> [ABOUT THIS EXERCISE]: Decide whether each statement agrees with the passage below on neutrophils and reperfusion injury: (a) Aprotinin is a serine protease inhibitor. (b) Depleting neutrophils has been shown unequivocally to protect against ischaemia–reperfusion injury. (c) Convincing evidence supports a clinical application of complement modulation strategies. Answer yes or no for each, quoting the deciding words of the passage.

> [DOCUMENT SECTION]:
Attempts to modulate the neutrophil-mediated effects in the development of reperfusion injury included depletion of neutrophils, direct inhibition of neutrophils and inhibition of cell adhesion molecules on neutrophils and endothelial cells. Depletion by administration of specific antibodies against neutrophils or neutrophil clearing filters has been shown – though not unequivocally – to have protective effects on the extent of ischaemia–reperfusion injury. Also, in experimental studies, blocking of adhesion molecules with specific antibodies against intracellular adhesion molecule 1, P-selectin, L-selectin and platelet/endothelial adhesion molecule 1 just before reperfusion was associated with a decrease in extent of reperfusion injury [8,50–55]. The serine protease inhibitor, aprotinin, inhibits neutrophil migration and inhibits endothelial cell activation in response to pro-inflammatory stimuli. Protease inhibitors do indeed appear to reduce infarct size and apoptosis probably by attenuation or inhibition of neutrophil activation and recruitment either direct or by inhibition of cytokine generation [56]. Modulation of the complement cascade by selective inhibition of the different complement proteins involved or by interference with complement receptors also constitutes a potential therapeutic strategy. Several experimental studies have indicated that such approaches were associated with a reduction in infarction size following myocardial ischaemia and reperfusion [2,4], but to date there is no convincing evidence for a clinical application of such strategies.

> [DATA SUPPLIED]:
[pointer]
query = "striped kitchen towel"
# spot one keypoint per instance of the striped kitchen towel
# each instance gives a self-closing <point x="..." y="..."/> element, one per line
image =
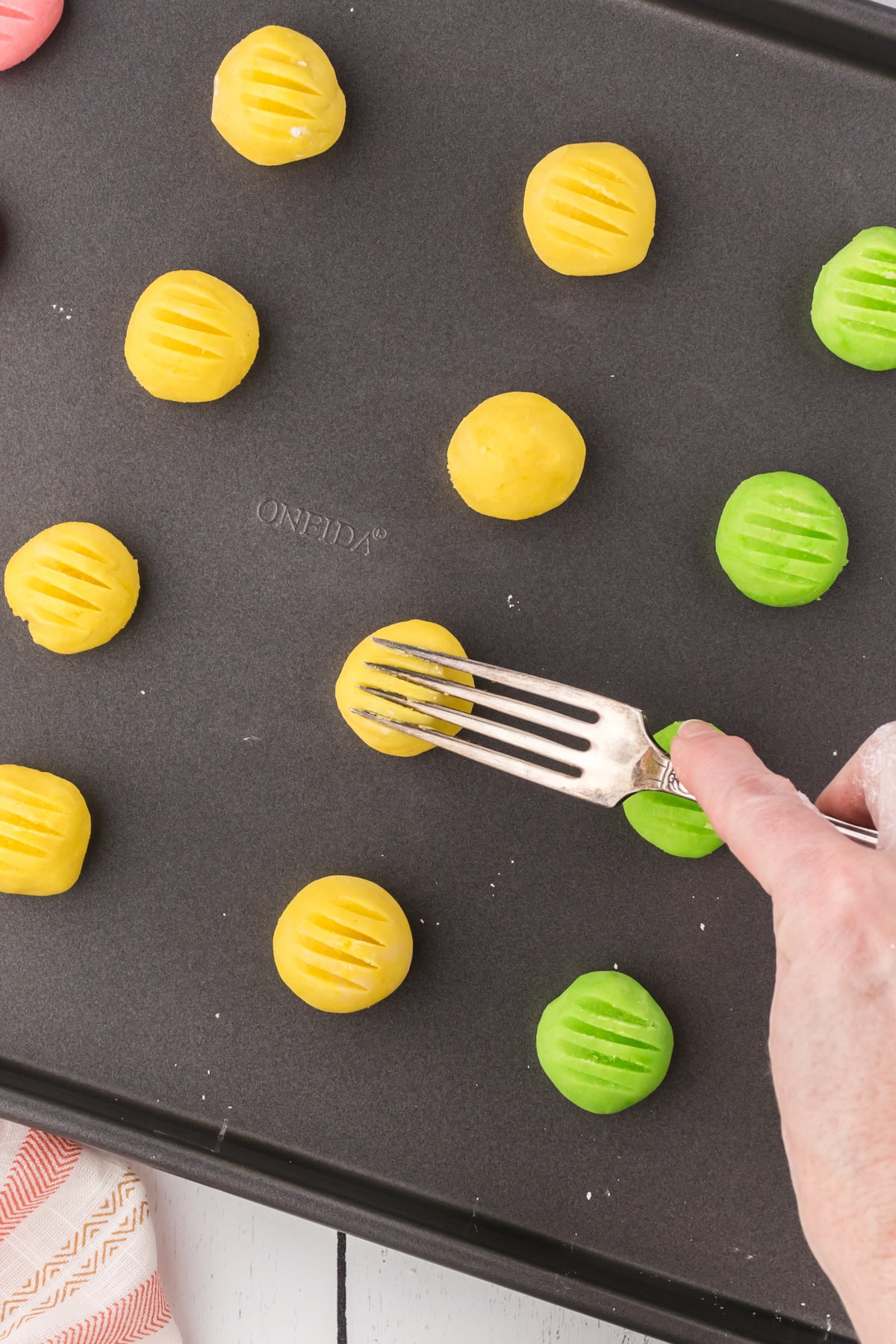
<point x="77" y="1248"/>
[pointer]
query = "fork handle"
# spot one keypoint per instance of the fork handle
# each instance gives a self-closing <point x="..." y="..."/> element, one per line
<point x="862" y="835"/>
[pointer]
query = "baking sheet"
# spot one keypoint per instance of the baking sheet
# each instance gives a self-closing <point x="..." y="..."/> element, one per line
<point x="395" y="289"/>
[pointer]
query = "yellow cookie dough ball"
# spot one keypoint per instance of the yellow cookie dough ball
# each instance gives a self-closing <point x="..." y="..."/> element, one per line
<point x="74" y="584"/>
<point x="348" y="697"/>
<point x="590" y="210"/>
<point x="277" y="99"/>
<point x="343" y="944"/>
<point x="514" y="456"/>
<point x="45" y="828"/>
<point x="191" y="337"/>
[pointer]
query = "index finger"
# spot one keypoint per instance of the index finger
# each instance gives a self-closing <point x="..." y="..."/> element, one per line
<point x="775" y="833"/>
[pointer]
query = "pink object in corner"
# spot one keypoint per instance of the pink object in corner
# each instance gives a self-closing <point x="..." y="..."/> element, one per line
<point x="25" y="26"/>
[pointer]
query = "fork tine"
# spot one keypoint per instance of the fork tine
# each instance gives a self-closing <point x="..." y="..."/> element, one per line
<point x="504" y="676"/>
<point x="485" y="727"/>
<point x="503" y="703"/>
<point x="485" y="756"/>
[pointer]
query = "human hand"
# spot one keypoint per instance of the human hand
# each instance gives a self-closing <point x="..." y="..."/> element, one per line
<point x="833" y="1016"/>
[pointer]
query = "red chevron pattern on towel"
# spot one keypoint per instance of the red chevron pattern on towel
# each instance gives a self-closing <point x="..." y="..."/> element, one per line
<point x="40" y="1167"/>
<point x="128" y="1320"/>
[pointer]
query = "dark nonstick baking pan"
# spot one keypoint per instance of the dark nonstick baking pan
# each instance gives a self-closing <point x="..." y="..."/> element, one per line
<point x="395" y="289"/>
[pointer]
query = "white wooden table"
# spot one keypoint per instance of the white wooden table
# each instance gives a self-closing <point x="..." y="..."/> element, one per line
<point x="240" y="1273"/>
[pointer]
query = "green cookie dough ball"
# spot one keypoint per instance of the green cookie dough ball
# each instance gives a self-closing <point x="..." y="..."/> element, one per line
<point x="676" y="826"/>
<point x="782" y="539"/>
<point x="853" y="308"/>
<point x="605" y="1043"/>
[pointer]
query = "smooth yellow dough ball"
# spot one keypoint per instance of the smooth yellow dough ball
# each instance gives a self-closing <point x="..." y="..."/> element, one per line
<point x="343" y="944"/>
<point x="74" y="584"/>
<point x="425" y="635"/>
<point x="514" y="456"/>
<point x="191" y="337"/>
<point x="590" y="210"/>
<point x="45" y="828"/>
<point x="277" y="99"/>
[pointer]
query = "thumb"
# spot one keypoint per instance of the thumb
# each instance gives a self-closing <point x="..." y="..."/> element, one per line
<point x="775" y="831"/>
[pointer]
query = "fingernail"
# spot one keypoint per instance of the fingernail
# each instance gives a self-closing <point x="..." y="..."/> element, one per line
<point x="695" y="729"/>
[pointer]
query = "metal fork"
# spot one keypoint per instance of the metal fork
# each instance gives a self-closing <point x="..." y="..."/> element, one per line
<point x="615" y="756"/>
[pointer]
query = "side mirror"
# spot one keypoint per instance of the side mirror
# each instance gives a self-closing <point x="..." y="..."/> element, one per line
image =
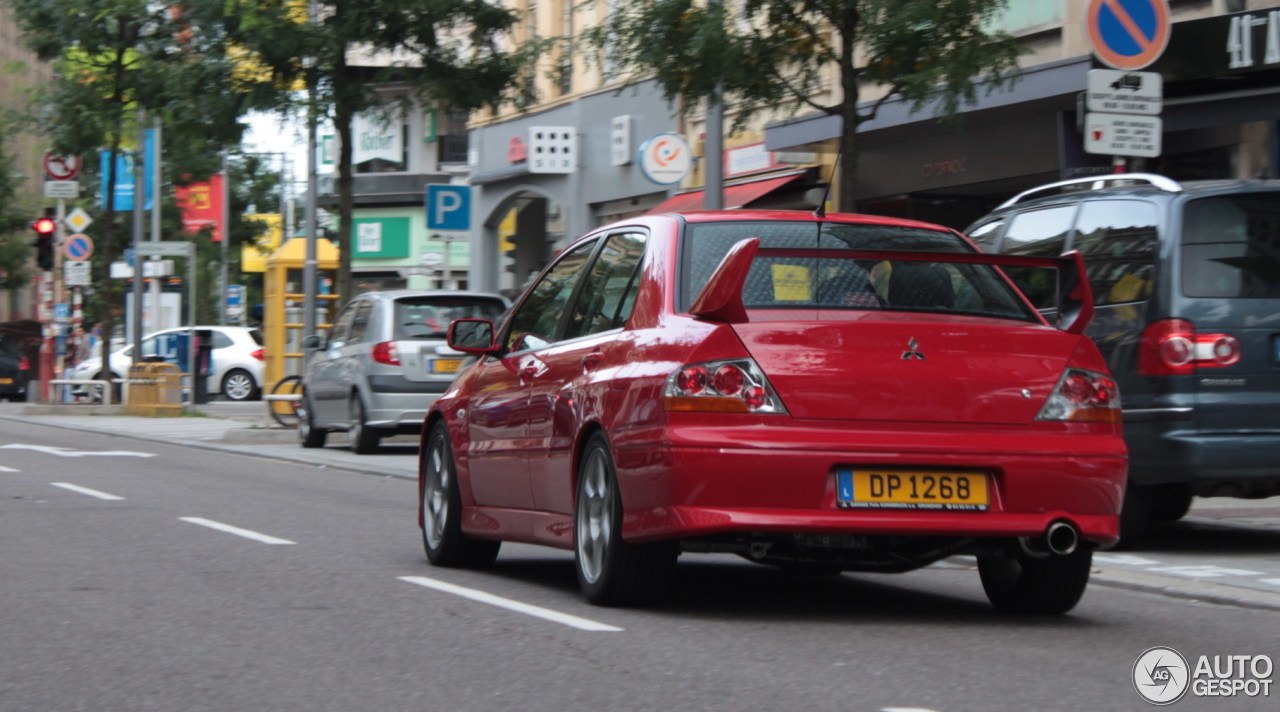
<point x="472" y="336"/>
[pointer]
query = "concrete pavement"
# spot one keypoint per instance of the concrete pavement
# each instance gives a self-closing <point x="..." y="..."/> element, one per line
<point x="1226" y="551"/>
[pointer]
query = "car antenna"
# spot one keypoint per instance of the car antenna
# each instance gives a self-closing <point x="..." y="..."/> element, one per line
<point x="821" y="211"/>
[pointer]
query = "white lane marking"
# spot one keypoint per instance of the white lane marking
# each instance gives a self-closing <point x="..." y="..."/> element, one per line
<point x="529" y="610"/>
<point x="1205" y="571"/>
<point x="1123" y="560"/>
<point x="69" y="452"/>
<point x="85" y="491"/>
<point x="236" y="530"/>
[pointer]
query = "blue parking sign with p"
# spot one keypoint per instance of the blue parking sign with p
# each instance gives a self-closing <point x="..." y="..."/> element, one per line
<point x="448" y="208"/>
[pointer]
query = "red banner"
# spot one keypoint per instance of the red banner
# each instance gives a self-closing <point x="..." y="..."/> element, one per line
<point x="201" y="205"/>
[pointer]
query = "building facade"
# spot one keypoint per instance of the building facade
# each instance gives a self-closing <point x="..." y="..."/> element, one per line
<point x="1221" y="106"/>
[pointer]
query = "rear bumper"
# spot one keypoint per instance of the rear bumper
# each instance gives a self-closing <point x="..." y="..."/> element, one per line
<point x="402" y="412"/>
<point x="772" y="487"/>
<point x="1173" y="453"/>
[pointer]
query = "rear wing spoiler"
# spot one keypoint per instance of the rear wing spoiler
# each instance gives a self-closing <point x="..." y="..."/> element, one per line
<point x="721" y="300"/>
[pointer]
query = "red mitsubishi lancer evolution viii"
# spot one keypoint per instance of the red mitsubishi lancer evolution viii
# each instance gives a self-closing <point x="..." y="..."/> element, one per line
<point x="813" y="392"/>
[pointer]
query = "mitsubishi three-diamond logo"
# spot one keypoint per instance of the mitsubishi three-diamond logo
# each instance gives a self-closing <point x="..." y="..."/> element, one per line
<point x="1161" y="675"/>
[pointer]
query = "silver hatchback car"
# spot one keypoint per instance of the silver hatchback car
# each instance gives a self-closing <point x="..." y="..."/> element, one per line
<point x="383" y="364"/>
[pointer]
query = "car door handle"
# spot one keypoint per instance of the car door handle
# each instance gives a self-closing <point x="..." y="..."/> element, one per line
<point x="528" y="374"/>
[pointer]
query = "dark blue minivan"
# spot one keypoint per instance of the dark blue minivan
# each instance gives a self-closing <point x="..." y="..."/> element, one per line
<point x="1187" y="283"/>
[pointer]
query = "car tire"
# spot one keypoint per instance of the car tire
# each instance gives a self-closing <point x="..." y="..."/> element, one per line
<point x="309" y="436"/>
<point x="238" y="384"/>
<point x="1019" y="583"/>
<point x="443" y="539"/>
<point x="364" y="439"/>
<point x="611" y="571"/>
<point x="1171" y="503"/>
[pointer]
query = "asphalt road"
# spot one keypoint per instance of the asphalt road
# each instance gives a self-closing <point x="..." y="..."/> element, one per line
<point x="142" y="575"/>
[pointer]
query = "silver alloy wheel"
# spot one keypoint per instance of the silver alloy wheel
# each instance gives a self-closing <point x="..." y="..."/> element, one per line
<point x="435" y="493"/>
<point x="238" y="386"/>
<point x="594" y="516"/>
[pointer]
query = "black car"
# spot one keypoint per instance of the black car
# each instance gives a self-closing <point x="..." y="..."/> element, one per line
<point x="14" y="369"/>
<point x="1187" y="283"/>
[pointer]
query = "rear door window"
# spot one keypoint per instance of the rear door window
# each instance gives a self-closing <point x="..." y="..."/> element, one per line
<point x="607" y="297"/>
<point x="1232" y="246"/>
<point x="429" y="318"/>
<point x="1120" y="241"/>
<point x="1038" y="233"/>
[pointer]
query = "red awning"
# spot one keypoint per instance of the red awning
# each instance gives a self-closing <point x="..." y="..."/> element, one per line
<point x="735" y="196"/>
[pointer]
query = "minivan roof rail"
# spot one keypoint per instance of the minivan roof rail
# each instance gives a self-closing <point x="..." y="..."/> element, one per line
<point x="1096" y="182"/>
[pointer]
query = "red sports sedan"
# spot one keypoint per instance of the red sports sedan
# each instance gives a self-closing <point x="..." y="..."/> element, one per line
<point x="813" y="392"/>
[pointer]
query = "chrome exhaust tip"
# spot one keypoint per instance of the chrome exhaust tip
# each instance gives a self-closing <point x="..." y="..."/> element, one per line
<point x="1059" y="539"/>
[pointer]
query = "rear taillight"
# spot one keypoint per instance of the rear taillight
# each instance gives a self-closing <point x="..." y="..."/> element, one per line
<point x="736" y="386"/>
<point x="1173" y="347"/>
<point x="1083" y="396"/>
<point x="385" y="352"/>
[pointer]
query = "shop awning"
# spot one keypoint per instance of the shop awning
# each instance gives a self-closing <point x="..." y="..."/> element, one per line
<point x="735" y="196"/>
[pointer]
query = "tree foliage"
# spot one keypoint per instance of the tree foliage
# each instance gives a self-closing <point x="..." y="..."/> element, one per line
<point x="115" y="56"/>
<point x="440" y="53"/>
<point x="768" y="54"/>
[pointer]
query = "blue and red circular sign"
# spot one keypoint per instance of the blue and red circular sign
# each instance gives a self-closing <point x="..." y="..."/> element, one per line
<point x="77" y="247"/>
<point x="1128" y="35"/>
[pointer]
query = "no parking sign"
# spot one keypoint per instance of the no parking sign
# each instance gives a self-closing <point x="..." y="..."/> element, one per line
<point x="1128" y="33"/>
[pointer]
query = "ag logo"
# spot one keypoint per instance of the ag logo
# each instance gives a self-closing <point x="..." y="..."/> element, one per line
<point x="1161" y="675"/>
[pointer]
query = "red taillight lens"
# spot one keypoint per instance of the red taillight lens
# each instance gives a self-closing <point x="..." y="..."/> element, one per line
<point x="385" y="352"/>
<point x="1173" y="347"/>
<point x="1083" y="397"/>
<point x="691" y="379"/>
<point x="736" y="386"/>
<point x="728" y="379"/>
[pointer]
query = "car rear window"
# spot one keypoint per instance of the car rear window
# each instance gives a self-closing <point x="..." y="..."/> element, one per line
<point x="1232" y="246"/>
<point x="420" y="318"/>
<point x="846" y="283"/>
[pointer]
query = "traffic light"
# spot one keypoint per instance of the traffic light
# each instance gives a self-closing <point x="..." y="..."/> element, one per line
<point x="44" y="242"/>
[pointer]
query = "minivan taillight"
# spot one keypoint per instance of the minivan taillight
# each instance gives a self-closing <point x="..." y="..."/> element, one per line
<point x="385" y="352"/>
<point x="1173" y="347"/>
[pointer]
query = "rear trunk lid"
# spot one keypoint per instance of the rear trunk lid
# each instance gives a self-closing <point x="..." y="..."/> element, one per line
<point x="910" y="368"/>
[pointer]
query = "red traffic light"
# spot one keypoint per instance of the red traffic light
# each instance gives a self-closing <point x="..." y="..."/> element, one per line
<point x="44" y="226"/>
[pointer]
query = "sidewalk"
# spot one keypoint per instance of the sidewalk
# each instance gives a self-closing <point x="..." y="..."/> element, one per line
<point x="242" y="428"/>
<point x="246" y="429"/>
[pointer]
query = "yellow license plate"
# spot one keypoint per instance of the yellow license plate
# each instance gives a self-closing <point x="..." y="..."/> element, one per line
<point x="446" y="365"/>
<point x="912" y="489"/>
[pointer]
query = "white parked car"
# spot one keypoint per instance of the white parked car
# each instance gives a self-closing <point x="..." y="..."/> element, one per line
<point x="236" y="360"/>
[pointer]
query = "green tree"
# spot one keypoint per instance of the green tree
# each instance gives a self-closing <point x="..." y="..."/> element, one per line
<point x="764" y="54"/>
<point x="14" y="218"/>
<point x="449" y="53"/>
<point x="115" y="56"/>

> [OUTPUT]:
(a) Yes: "The serine protease inhibitor, aprotinin"
(b) No: "though not unequivocally"
(c) No: "to date there is no convincing evidence for a clinical application of such strategies"